--- Begin Data provided ---

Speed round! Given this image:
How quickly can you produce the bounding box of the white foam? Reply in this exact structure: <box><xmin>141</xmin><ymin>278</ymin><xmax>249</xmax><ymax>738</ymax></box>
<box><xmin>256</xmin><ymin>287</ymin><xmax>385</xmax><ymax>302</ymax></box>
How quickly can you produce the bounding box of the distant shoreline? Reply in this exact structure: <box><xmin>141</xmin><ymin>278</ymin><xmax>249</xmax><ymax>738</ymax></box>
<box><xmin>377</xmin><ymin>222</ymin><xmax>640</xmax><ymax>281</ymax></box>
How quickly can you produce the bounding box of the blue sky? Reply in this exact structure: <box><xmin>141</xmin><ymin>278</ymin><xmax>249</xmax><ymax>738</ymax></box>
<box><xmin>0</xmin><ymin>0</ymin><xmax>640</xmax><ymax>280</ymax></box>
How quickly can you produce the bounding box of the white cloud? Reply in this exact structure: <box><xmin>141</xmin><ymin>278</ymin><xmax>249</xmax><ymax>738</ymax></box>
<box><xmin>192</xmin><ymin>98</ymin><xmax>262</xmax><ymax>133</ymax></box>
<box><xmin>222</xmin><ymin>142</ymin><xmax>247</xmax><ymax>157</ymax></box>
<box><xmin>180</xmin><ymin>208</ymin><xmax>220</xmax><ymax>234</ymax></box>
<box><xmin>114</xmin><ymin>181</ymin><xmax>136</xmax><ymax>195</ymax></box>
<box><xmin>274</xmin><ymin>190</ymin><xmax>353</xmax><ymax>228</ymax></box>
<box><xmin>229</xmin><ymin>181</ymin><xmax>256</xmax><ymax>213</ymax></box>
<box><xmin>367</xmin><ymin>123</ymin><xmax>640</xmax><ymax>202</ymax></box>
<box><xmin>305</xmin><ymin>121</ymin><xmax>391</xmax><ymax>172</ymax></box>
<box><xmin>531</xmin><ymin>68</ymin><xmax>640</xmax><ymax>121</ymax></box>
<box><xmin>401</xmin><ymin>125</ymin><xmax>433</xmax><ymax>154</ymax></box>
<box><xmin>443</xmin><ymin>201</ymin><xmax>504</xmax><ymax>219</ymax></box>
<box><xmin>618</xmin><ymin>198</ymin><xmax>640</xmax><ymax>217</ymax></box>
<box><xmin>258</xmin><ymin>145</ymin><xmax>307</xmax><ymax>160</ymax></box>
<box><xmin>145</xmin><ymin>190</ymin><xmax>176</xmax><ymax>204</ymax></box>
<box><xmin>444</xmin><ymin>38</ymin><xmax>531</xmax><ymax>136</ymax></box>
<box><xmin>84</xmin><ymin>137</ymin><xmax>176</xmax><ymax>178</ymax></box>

--- End Data provided ---

- Given exercise
Convert the lines above into a two-column CSV with the header columns "request" and "answer," one row per request. Put each request and its full answer (every box given for it) in a single quoted field, with line breaks replaced by spaces.

- Full answer
request,answer
"Speed round! Given this image: How quickly can you produce the bounding box of the white foam? Reply in this exact structure: <box><xmin>141</xmin><ymin>278</ymin><xmax>249</xmax><ymax>738</ymax></box>","<box><xmin>256</xmin><ymin>287</ymin><xmax>385</xmax><ymax>302</ymax></box>"
"How quickly can you produce the bounding box of the distant shoreline? Reply in this exact structure: <box><xmin>141</xmin><ymin>278</ymin><xmax>249</xmax><ymax>738</ymax></box>","<box><xmin>377</xmin><ymin>222</ymin><xmax>640</xmax><ymax>281</ymax></box>"
"How quickly can you produce the bounding box of the blue sky? Reply in this exact structure: <box><xmin>141</xmin><ymin>278</ymin><xmax>249</xmax><ymax>738</ymax></box>","<box><xmin>0</xmin><ymin>0</ymin><xmax>640</xmax><ymax>280</ymax></box>"
"How quickly can you produce the bounding box of the white cloud? Reply in this exact structure: <box><xmin>141</xmin><ymin>278</ymin><xmax>249</xmax><ymax>738</ymax></box>","<box><xmin>192</xmin><ymin>98</ymin><xmax>262</xmax><ymax>133</ymax></box> <box><xmin>222</xmin><ymin>142</ymin><xmax>247</xmax><ymax>157</ymax></box> <box><xmin>180</xmin><ymin>208</ymin><xmax>220</xmax><ymax>234</ymax></box> <box><xmin>114</xmin><ymin>181</ymin><xmax>136</xmax><ymax>195</ymax></box> <box><xmin>274</xmin><ymin>190</ymin><xmax>353</xmax><ymax>228</ymax></box> <box><xmin>229</xmin><ymin>181</ymin><xmax>256</xmax><ymax>213</ymax></box> <box><xmin>367</xmin><ymin>123</ymin><xmax>640</xmax><ymax>202</ymax></box> <box><xmin>305</xmin><ymin>121</ymin><xmax>391</xmax><ymax>172</ymax></box> <box><xmin>531</xmin><ymin>68</ymin><xmax>640</xmax><ymax>121</ymax></box> <box><xmin>401</xmin><ymin>125</ymin><xmax>433</xmax><ymax>154</ymax></box> <box><xmin>443</xmin><ymin>201</ymin><xmax>504</xmax><ymax>219</ymax></box> <box><xmin>618</xmin><ymin>198</ymin><xmax>640</xmax><ymax>217</ymax></box> <box><xmin>258</xmin><ymin>145</ymin><xmax>307</xmax><ymax>160</ymax></box> <box><xmin>145</xmin><ymin>190</ymin><xmax>176</xmax><ymax>204</ymax></box> <box><xmin>444</xmin><ymin>38</ymin><xmax>531</xmax><ymax>136</ymax></box> <box><xmin>84</xmin><ymin>137</ymin><xmax>176</xmax><ymax>178</ymax></box>"